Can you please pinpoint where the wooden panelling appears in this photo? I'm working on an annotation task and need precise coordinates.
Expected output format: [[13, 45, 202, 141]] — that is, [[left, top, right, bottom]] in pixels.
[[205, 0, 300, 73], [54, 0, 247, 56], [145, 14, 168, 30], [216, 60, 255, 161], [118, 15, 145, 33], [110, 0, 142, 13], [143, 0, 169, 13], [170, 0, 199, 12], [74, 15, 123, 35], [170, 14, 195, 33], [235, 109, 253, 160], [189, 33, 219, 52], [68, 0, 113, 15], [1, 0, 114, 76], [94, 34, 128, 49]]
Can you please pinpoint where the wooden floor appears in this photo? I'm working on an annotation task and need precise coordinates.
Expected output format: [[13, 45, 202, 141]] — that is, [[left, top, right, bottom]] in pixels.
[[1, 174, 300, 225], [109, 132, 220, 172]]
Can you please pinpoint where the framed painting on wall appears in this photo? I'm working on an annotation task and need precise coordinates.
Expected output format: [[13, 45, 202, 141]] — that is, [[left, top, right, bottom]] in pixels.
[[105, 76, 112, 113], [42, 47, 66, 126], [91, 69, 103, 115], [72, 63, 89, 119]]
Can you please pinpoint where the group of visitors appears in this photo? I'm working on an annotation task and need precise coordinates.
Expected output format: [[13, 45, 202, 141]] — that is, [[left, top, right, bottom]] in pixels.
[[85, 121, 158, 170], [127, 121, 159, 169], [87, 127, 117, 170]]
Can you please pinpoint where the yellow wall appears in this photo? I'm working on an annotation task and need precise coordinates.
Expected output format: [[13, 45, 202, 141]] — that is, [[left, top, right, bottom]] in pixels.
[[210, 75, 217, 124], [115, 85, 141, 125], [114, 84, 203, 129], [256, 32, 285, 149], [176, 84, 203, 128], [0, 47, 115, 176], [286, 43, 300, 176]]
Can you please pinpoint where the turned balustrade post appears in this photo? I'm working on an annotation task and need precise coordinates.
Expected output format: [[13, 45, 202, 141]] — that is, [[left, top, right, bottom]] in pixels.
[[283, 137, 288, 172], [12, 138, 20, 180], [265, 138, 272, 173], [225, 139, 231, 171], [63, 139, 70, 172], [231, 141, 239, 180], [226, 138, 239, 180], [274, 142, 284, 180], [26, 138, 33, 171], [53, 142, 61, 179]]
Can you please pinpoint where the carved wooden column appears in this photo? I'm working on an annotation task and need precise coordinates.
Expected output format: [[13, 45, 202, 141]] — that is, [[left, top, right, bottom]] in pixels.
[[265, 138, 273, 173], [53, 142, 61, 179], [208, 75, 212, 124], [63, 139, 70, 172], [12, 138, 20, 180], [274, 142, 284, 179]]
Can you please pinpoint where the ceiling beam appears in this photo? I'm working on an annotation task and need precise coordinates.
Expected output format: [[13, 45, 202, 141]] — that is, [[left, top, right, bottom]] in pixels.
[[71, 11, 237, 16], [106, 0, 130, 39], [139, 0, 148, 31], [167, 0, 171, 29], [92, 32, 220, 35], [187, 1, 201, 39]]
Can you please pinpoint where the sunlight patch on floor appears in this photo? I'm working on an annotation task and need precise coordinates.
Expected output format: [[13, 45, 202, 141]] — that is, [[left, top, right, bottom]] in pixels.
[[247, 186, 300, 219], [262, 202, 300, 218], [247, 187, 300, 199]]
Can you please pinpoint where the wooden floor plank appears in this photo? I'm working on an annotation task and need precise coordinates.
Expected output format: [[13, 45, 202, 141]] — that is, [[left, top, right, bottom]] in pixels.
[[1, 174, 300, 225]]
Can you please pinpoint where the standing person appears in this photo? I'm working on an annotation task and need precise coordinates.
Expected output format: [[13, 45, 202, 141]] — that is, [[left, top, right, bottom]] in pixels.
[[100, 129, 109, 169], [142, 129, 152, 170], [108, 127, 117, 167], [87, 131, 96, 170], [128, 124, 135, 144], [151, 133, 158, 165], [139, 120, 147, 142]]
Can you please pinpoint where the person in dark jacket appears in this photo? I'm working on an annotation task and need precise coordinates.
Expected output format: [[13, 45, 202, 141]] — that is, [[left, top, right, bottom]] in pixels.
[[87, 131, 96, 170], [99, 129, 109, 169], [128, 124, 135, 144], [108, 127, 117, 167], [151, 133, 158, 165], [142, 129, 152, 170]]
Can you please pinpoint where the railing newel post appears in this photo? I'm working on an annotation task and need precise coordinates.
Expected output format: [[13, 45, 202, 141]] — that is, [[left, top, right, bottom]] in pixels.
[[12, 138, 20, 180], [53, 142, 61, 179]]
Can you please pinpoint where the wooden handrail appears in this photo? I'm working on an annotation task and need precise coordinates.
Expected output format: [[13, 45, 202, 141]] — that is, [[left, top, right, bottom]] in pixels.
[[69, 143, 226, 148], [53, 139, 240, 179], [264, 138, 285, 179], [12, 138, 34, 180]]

WHAT THE TASK ASKS:
Above are the entries; repeat their lines exactly, from the first through the one that contains "Can you please pinpoint where the group".

COMPLETED TASK:
Can you please pinpoint where the wooden panelling appears in this photo? I'm working on an annotation task and need precise coordinates.
Expected output format: [[13, 45, 202, 141]] — that is, [[left, top, right, bottom]] in pixels.
[[205, 0, 300, 73], [54, 0, 247, 56], [145, 14, 168, 30], [216, 60, 255, 161], [118, 15, 145, 33], [110, 0, 142, 13], [143, 0, 169, 13], [170, 0, 199, 12], [74, 15, 123, 35], [170, 14, 195, 33], [235, 109, 253, 160], [189, 33, 219, 52], [68, 0, 113, 15], [1, 0, 114, 76], [94, 34, 128, 49]]
Can you please pinpoint where the wooden floor appears in this photo? I'm working on an annotation task and need precise coordinates.
Expected output format: [[13, 45, 202, 141]] — that is, [[left, top, right, bottom]] in pixels.
[[1, 174, 300, 225], [109, 132, 220, 172]]
Can you please pinpoint where the framed painting on wall appears in this photo? I'm working on an annotation task and need precise coordinates.
Expected output format: [[13, 45, 202, 141]] — that is, [[left, top, right, bottom]] in pixels.
[[105, 76, 112, 113], [42, 47, 66, 126], [91, 69, 103, 115], [72, 63, 89, 119]]
Can you please pinpoint where the group of visitors appears in this photo? I'm working on an annotation task and need precise coordinates.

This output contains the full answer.